Instructions for the task:
Using the audit findings below, answer these:
(a) In M-01, what check does the recommendation add after the fee calculation?
(b) According to M-02, how far behind does the oracle-resilient price lag?
(c) Under M-03, who controls the threshold?

Page text:
· · ·

Recommendation: Replace silent clamping with asserts! that reverts the transaction. If the balance would go negative, something is critically wrong and the transaction should fail loudly.

MEDIUM

M-01: Fee can consume entire swap input, producing zero-value swap

Location: swap-x-for-y, swap-y-for-x

Description: The fee calculation uses mul-up (rounds up), and the net amount uses a simple subtraction with a floor of zero:

(fee (mul-up dx (get fee-rate-x pool)))
(dx-net-fees (if (<= dx fee) u0 (- dx fee)))

For small swaps with non-trivial fee rates, the entire input can be consumed by the fee. The swap proceeds with dx-net-fees = 0, the AMM math returns dy = 0, the user's tokens are transferred to the vault, and nothing comes back. The min-dy check (default-to u0) passes because 0 >= 0.

Impact: Users who don't set an explicit min-dy lose their entire input on small swaps. The fee goes to the reserve, and the user gets nothing.

Recommendation: Add (asserts! (> dx-net-fees u0) ERR-INVALID-LIQUIDITY) after fee calculation.

MEDIUM

M-02: Oracle-resilient price updated with stale pre-swap balances

Location: swap-x-for-y, swap-y-for-x

Description: The oracle-resilient price is computed by calling get-oracle-resilient which reads current pool state (pre-swap balances), then stored in the pool-updated merge. But the pool balances haven't been updated yet when the oracle is recalculated:

(pool-updated (merge pool {
    balance-x: (+ balance-x dx-net-fees fee-rebate),
    balance-y: (if (<= balance-y dy) u0 (- balance-y dy)),
    oracle-resilient: (if (get oracle-enabled pool)
        (try! (get-oracle-resilient token-x token-y factor))  ;; reads OLD balances
        u0)
    }))

The oracle-resilient value is an EMA between the old oracle-resilient and the current instant price. Since it reads pre-swap balances, the EMA lags by one swap. This is a design choice (delayed oracle), but it means within a single block, multiple swaps progressively diverge the oracle from reality.

Impact: Protocols relying on get-oracle-resilient for pricing (e.g., lending liquidations) see a price that's always one swap behind. An attacker can make a large swap, then use the stale oracle in the same block.

Recommendation: Document this as an intentional lag, or compute oracle-resilient using the post-swap balances.

MEDIUM

M-03: Threshold-based small-trade linearization creates arbitrage opportunity

Location: get-y-given-x, get-x-given-y

Description: For trades below the threshold, the AMM linearly interpolates the output:

(dy (if (>= dx threshold)
    (get-y-given-x-internal balance-x balance-y factor dx)
    (div-down (mul-down dx (get-y-given-x-internal balance-x balance-y factor threshold)) threshold)))

This linear approximation gives a constant price for all sub-threshold trades, regardless of the actual curve. The price at threshold may differ from the true marginal price for small trades (depending on the curve's convexity). An attacker can split a large trade into many sub-threshold trades if the linearized price is more favorable, or combine small trades into one above-threshold trade if the curve price is better.

Impact: Systematic arbitrage of the pricing discontinuity at the threshold boundary. The pool-owner controls the threshold, which interacts with H-01.

· · ·

Data provided:
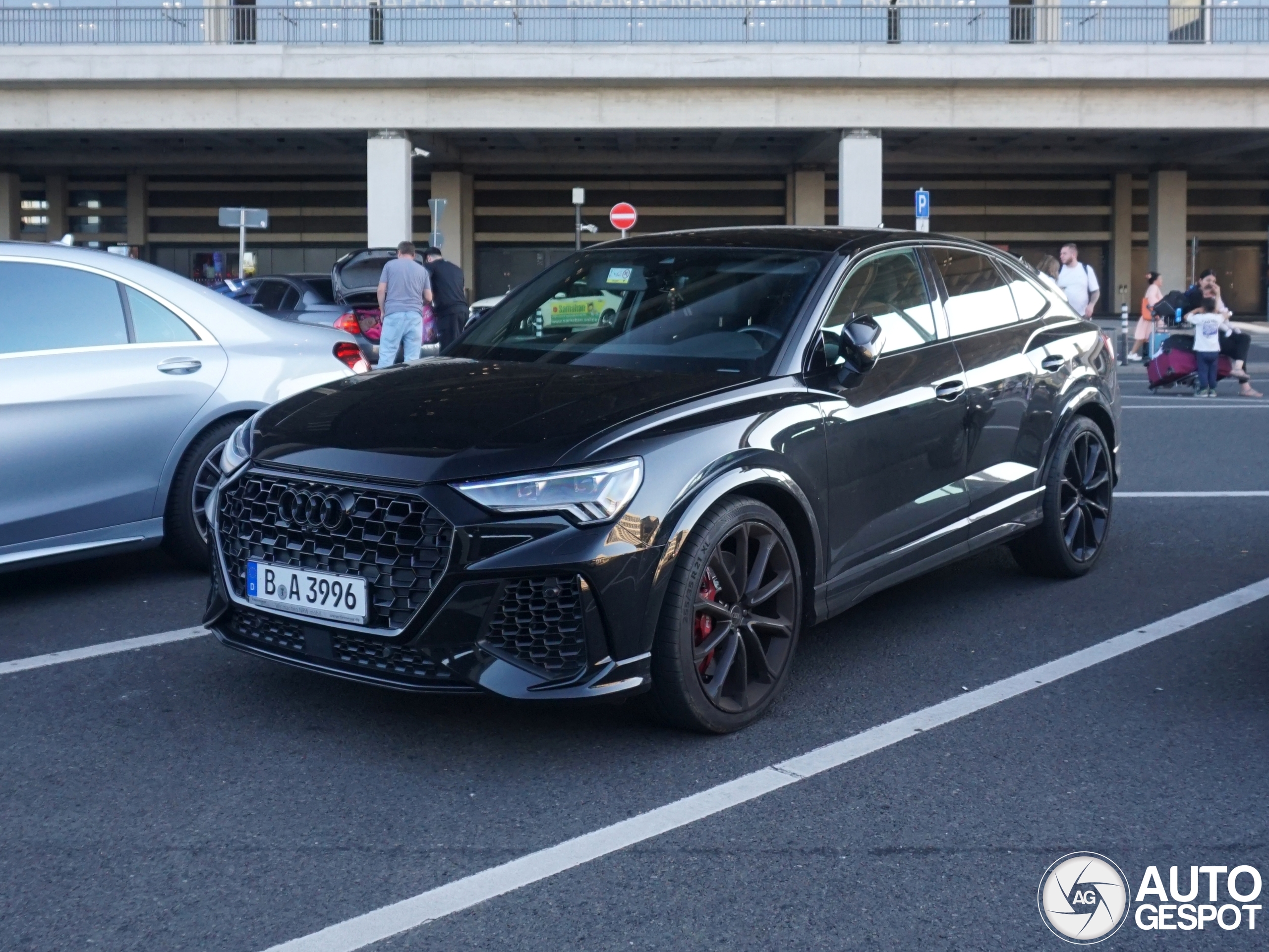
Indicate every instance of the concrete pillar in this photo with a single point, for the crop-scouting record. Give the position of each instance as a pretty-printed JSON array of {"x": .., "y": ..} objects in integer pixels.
[
  {"x": 1122, "y": 283},
  {"x": 860, "y": 179},
  {"x": 457, "y": 221},
  {"x": 1168, "y": 207},
  {"x": 55, "y": 193},
  {"x": 808, "y": 197},
  {"x": 389, "y": 189},
  {"x": 139, "y": 211},
  {"x": 10, "y": 207}
]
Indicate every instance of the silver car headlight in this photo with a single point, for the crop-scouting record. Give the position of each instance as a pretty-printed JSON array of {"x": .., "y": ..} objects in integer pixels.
[
  {"x": 238, "y": 447},
  {"x": 590, "y": 494}
]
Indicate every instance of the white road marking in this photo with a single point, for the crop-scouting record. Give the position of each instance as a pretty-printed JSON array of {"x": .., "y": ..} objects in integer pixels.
[
  {"x": 110, "y": 648},
  {"x": 1197, "y": 494},
  {"x": 471, "y": 890},
  {"x": 1245, "y": 405}
]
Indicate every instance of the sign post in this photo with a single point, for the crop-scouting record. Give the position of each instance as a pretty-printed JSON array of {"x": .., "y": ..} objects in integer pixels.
[
  {"x": 624, "y": 218},
  {"x": 923, "y": 210},
  {"x": 437, "y": 206},
  {"x": 244, "y": 219},
  {"x": 579, "y": 200}
]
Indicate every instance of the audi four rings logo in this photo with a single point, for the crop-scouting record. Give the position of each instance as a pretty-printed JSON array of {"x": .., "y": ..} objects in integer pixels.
[
  {"x": 311, "y": 509},
  {"x": 1083, "y": 898}
]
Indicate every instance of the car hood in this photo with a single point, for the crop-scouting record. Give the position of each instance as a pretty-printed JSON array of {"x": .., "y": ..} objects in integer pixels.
[
  {"x": 357, "y": 275},
  {"x": 450, "y": 419}
]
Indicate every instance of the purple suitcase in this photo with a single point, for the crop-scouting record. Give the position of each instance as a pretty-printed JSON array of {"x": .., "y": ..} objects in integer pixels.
[{"x": 1175, "y": 366}]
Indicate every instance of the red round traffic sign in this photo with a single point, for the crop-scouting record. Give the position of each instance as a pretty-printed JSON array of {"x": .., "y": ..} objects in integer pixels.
[{"x": 624, "y": 216}]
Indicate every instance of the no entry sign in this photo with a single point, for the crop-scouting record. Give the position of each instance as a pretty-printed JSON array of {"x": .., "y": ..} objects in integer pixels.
[{"x": 624, "y": 216}]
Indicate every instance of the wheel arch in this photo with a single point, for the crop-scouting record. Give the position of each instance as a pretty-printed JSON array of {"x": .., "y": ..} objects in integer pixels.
[
  {"x": 771, "y": 487},
  {"x": 1106, "y": 423},
  {"x": 189, "y": 440},
  {"x": 1089, "y": 405}
]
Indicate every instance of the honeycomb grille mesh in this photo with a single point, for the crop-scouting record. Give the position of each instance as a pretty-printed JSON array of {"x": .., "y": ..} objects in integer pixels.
[
  {"x": 395, "y": 541},
  {"x": 540, "y": 622},
  {"x": 266, "y": 631},
  {"x": 384, "y": 658}
]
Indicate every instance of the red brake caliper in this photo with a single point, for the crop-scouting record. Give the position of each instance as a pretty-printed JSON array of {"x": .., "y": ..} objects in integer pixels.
[{"x": 703, "y": 623}]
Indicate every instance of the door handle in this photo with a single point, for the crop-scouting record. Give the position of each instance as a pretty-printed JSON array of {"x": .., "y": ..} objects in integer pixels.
[
  {"x": 1054, "y": 363},
  {"x": 179, "y": 365}
]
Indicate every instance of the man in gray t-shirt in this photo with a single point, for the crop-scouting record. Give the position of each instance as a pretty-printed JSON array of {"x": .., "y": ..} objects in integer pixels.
[{"x": 404, "y": 287}]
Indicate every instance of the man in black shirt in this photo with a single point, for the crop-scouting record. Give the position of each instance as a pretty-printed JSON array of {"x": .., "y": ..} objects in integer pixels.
[{"x": 448, "y": 296}]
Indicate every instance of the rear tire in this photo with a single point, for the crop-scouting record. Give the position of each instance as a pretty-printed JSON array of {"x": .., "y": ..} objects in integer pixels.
[
  {"x": 729, "y": 625},
  {"x": 1078, "y": 505},
  {"x": 184, "y": 525}
]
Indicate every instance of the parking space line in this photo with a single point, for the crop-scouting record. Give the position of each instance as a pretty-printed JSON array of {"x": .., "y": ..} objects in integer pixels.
[
  {"x": 471, "y": 890},
  {"x": 1196, "y": 494},
  {"x": 108, "y": 648},
  {"x": 1197, "y": 406}
]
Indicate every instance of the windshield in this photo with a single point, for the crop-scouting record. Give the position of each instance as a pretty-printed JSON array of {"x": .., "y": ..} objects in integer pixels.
[{"x": 682, "y": 309}]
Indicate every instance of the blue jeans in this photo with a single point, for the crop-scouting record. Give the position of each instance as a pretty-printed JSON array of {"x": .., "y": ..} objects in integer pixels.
[
  {"x": 400, "y": 327},
  {"x": 1207, "y": 369}
]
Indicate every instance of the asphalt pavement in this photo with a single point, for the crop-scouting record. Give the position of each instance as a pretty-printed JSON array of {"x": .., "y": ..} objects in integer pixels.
[{"x": 189, "y": 797}]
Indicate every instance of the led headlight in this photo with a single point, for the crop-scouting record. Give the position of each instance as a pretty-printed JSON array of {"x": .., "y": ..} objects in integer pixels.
[
  {"x": 592, "y": 494},
  {"x": 238, "y": 447}
]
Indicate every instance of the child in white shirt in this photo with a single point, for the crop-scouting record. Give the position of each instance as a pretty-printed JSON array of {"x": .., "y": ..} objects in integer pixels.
[{"x": 1209, "y": 325}]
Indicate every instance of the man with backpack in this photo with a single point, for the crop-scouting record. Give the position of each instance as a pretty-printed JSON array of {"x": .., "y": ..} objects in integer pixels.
[{"x": 1078, "y": 281}]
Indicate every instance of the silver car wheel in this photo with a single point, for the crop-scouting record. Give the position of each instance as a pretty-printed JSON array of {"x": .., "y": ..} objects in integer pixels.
[{"x": 205, "y": 482}]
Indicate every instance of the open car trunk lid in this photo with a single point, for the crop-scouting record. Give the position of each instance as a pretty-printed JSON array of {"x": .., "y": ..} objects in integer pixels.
[{"x": 356, "y": 276}]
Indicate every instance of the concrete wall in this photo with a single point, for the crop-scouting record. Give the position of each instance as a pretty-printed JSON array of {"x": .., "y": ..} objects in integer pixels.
[{"x": 790, "y": 85}]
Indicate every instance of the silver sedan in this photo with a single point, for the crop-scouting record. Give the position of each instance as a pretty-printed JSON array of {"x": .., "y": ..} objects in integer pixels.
[{"x": 119, "y": 384}]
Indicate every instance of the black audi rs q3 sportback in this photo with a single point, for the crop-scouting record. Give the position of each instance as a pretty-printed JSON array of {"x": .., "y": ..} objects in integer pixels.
[{"x": 653, "y": 465}]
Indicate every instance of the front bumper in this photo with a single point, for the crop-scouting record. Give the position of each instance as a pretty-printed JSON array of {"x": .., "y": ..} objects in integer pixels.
[{"x": 535, "y": 620}]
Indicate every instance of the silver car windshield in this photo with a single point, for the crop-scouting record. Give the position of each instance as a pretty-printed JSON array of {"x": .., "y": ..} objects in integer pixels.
[{"x": 685, "y": 310}]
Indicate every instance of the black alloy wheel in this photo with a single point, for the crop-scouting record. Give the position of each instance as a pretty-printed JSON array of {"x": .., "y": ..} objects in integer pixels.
[
  {"x": 184, "y": 522},
  {"x": 730, "y": 621},
  {"x": 1086, "y": 497},
  {"x": 1077, "y": 505}
]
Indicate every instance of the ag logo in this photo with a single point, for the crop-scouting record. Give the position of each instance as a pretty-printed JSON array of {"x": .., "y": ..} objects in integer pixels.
[{"x": 1083, "y": 898}]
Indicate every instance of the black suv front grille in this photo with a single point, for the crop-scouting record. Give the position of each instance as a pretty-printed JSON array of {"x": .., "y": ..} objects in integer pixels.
[
  {"x": 540, "y": 622},
  {"x": 380, "y": 658},
  {"x": 394, "y": 540}
]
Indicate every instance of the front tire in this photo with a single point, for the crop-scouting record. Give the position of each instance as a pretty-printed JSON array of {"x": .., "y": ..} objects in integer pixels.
[
  {"x": 1078, "y": 504},
  {"x": 730, "y": 621},
  {"x": 200, "y": 470}
]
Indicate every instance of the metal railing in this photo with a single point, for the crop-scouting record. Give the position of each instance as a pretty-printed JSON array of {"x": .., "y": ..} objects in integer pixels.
[{"x": 634, "y": 24}]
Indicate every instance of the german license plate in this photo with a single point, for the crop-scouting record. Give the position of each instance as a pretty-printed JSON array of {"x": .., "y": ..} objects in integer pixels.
[{"x": 341, "y": 598}]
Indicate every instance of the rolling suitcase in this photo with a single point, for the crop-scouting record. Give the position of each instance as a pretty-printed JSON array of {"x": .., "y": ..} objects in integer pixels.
[{"x": 1177, "y": 366}]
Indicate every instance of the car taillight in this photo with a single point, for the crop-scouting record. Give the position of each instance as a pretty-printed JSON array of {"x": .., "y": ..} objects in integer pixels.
[{"x": 352, "y": 356}]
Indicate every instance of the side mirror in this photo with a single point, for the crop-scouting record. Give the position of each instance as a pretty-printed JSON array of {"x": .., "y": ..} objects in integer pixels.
[{"x": 860, "y": 347}]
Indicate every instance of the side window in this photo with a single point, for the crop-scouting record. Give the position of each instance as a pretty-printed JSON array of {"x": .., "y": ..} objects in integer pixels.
[
  {"x": 890, "y": 287},
  {"x": 270, "y": 296},
  {"x": 48, "y": 308},
  {"x": 978, "y": 296},
  {"x": 1027, "y": 297},
  {"x": 155, "y": 324}
]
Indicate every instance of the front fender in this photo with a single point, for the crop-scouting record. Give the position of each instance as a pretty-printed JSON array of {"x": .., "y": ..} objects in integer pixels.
[{"x": 693, "y": 505}]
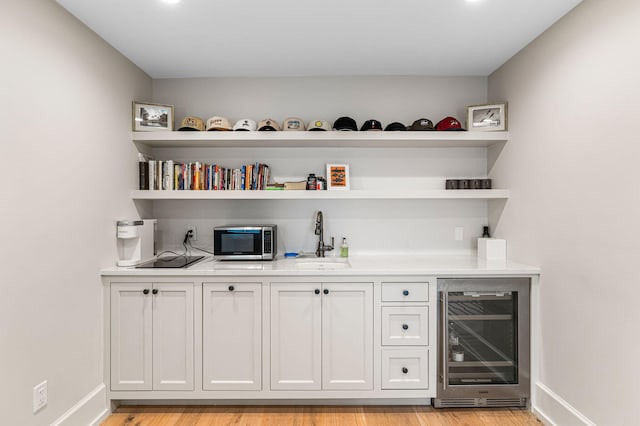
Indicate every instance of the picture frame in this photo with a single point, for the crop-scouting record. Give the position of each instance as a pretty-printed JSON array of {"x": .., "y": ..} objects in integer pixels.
[
  {"x": 148, "y": 117},
  {"x": 338, "y": 177},
  {"x": 487, "y": 118}
]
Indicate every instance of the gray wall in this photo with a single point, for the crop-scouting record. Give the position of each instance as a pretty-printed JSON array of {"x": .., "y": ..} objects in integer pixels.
[
  {"x": 572, "y": 167},
  {"x": 371, "y": 225},
  {"x": 68, "y": 166}
]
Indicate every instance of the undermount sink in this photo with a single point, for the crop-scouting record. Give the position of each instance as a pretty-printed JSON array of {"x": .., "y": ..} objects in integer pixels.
[{"x": 322, "y": 263}]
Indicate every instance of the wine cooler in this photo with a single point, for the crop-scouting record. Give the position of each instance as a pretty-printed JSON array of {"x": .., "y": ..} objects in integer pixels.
[{"x": 483, "y": 338}]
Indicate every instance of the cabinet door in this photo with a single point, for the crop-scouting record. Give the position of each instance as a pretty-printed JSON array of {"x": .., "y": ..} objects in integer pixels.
[
  {"x": 173, "y": 321},
  {"x": 131, "y": 336},
  {"x": 347, "y": 336},
  {"x": 296, "y": 336},
  {"x": 232, "y": 336}
]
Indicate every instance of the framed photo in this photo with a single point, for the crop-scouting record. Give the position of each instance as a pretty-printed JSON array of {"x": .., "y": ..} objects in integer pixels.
[
  {"x": 152, "y": 117},
  {"x": 486, "y": 118},
  {"x": 338, "y": 176}
]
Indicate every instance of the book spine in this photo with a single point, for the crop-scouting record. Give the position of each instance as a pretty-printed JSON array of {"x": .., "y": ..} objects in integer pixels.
[{"x": 143, "y": 175}]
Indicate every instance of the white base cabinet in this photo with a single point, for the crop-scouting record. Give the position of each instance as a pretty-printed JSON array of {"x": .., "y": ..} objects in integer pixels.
[
  {"x": 232, "y": 336},
  {"x": 152, "y": 336},
  {"x": 226, "y": 338},
  {"x": 321, "y": 336}
]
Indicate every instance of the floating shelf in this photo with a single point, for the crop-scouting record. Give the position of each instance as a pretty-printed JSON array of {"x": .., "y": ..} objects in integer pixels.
[
  {"x": 476, "y": 194},
  {"x": 320, "y": 139}
]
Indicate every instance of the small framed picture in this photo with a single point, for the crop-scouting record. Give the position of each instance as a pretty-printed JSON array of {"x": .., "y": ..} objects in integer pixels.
[
  {"x": 337, "y": 176},
  {"x": 152, "y": 117},
  {"x": 486, "y": 118}
]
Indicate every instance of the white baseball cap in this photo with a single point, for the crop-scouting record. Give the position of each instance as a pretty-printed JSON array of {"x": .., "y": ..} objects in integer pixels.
[
  {"x": 293, "y": 124},
  {"x": 319, "y": 125},
  {"x": 218, "y": 123},
  {"x": 246, "y": 124}
]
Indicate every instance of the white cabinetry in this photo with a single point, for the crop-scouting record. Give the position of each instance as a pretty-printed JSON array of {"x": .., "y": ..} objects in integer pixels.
[
  {"x": 321, "y": 336},
  {"x": 408, "y": 327},
  {"x": 152, "y": 336},
  {"x": 232, "y": 336}
]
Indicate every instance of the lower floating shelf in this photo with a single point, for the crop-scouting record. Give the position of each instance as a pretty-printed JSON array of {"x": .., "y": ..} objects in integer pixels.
[{"x": 436, "y": 194}]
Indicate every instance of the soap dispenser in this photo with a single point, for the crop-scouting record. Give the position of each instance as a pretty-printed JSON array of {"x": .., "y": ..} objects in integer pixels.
[{"x": 344, "y": 248}]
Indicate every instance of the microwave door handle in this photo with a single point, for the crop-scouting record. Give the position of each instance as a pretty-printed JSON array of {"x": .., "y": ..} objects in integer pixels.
[{"x": 445, "y": 339}]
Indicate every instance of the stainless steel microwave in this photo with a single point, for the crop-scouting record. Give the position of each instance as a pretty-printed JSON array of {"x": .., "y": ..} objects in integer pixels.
[{"x": 238, "y": 242}]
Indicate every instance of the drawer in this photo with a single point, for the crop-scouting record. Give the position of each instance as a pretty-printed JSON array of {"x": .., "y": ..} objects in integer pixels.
[
  {"x": 405, "y": 291},
  {"x": 405, "y": 369},
  {"x": 405, "y": 325}
]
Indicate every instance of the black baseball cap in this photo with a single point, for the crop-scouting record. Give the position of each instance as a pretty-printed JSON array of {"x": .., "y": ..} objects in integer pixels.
[
  {"x": 422, "y": 124},
  {"x": 345, "y": 123},
  {"x": 395, "y": 126},
  {"x": 371, "y": 125}
]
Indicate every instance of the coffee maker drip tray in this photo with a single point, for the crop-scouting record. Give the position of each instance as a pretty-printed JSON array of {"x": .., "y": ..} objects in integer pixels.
[{"x": 170, "y": 262}]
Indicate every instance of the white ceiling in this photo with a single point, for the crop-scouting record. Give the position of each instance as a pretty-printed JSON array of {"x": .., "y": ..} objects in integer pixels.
[{"x": 209, "y": 38}]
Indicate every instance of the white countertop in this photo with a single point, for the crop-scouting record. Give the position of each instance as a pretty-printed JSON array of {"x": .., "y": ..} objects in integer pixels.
[{"x": 441, "y": 265}]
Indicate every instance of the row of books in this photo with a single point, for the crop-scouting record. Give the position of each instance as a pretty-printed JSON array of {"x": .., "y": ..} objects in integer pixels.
[{"x": 170, "y": 175}]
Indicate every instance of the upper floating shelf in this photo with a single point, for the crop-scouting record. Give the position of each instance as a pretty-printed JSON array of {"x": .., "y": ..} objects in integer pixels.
[{"x": 320, "y": 139}]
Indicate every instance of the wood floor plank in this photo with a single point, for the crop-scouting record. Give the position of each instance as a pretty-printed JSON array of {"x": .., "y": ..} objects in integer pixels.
[{"x": 317, "y": 416}]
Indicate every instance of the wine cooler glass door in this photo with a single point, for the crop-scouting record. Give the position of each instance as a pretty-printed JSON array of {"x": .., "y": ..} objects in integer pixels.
[{"x": 482, "y": 337}]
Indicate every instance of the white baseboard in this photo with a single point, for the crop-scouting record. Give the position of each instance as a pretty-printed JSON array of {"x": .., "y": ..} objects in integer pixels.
[
  {"x": 91, "y": 410},
  {"x": 551, "y": 409}
]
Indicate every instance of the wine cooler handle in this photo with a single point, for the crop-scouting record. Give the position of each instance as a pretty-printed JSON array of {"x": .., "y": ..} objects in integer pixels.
[{"x": 444, "y": 342}]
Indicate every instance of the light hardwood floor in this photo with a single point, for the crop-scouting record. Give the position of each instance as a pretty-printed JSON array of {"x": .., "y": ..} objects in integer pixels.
[{"x": 317, "y": 416}]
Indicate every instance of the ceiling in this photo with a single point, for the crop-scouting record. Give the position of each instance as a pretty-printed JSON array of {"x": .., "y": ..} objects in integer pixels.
[{"x": 260, "y": 38}]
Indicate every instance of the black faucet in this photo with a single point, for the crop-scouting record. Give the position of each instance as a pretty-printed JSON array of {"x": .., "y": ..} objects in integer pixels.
[{"x": 322, "y": 248}]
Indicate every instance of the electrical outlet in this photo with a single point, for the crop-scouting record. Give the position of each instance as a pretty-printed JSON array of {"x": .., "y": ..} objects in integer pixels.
[
  {"x": 458, "y": 233},
  {"x": 39, "y": 396},
  {"x": 194, "y": 232}
]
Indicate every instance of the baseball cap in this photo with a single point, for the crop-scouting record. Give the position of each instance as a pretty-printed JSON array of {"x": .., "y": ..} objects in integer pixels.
[
  {"x": 345, "y": 123},
  {"x": 218, "y": 123},
  {"x": 268, "y": 124},
  {"x": 190, "y": 123},
  {"x": 293, "y": 124},
  {"x": 371, "y": 125},
  {"x": 246, "y": 124},
  {"x": 422, "y": 124},
  {"x": 449, "y": 123},
  {"x": 395, "y": 126},
  {"x": 319, "y": 125}
]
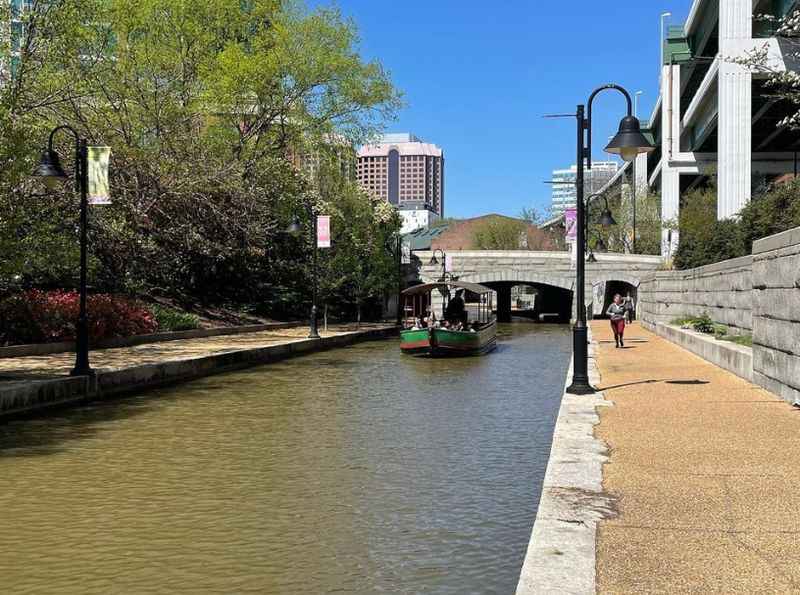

· · ·

Task response:
(a) (asserts! (> dx-net-fees u0) ERR-INVALID-LIQUIDITY)
(b) One swap behind.
(c) The pool-owner.